◆ EXERCISE INPUT
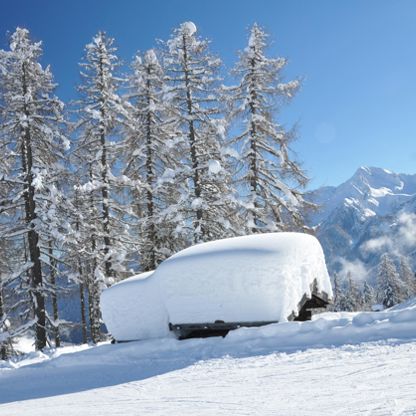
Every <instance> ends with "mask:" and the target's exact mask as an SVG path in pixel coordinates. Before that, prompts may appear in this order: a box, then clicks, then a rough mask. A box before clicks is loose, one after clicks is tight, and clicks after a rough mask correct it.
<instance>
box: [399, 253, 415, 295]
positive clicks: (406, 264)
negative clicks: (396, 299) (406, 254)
mask: <svg viewBox="0 0 416 416" xmlns="http://www.w3.org/2000/svg"><path fill="white" fill-rule="evenodd" d="M400 279H401V281H402V282H403V297H404V298H405V299H408V298H410V297H411V296H415V295H416V279H415V274H414V272H413V270H412V268H411V267H410V263H409V260H408V259H407V258H406V257H404V256H401V257H400Z"/></svg>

◆ DIRECTIONS
Render every line of the data above as a numbered list, skipping blank lines and omitting the pictures.

◆ WRITTEN REPLY
1. Every <instance> ends with "mask:" and the target's exact mask as an SVG path in pixel coordinates. Before that, prompts may appear in this order: a box, then clicks, then a rough mask. A box before clicks is loose, one after clicks is tight, and clicks after a rough mask correct it.
2. <instance>
3. box: [399, 253, 415, 295]
4. positive clicks: (406, 264)
5. negative clicks: (396, 299) (406, 254)
6. mask: <svg viewBox="0 0 416 416" xmlns="http://www.w3.org/2000/svg"><path fill="white" fill-rule="evenodd" d="M400 279H401V281H402V282H403V297H404V298H405V299H408V298H410V297H411V296H415V295H416V279H415V274H414V272H413V270H412V268H411V267H410V263H409V260H408V259H407V258H406V257H404V256H401V257H400Z"/></svg>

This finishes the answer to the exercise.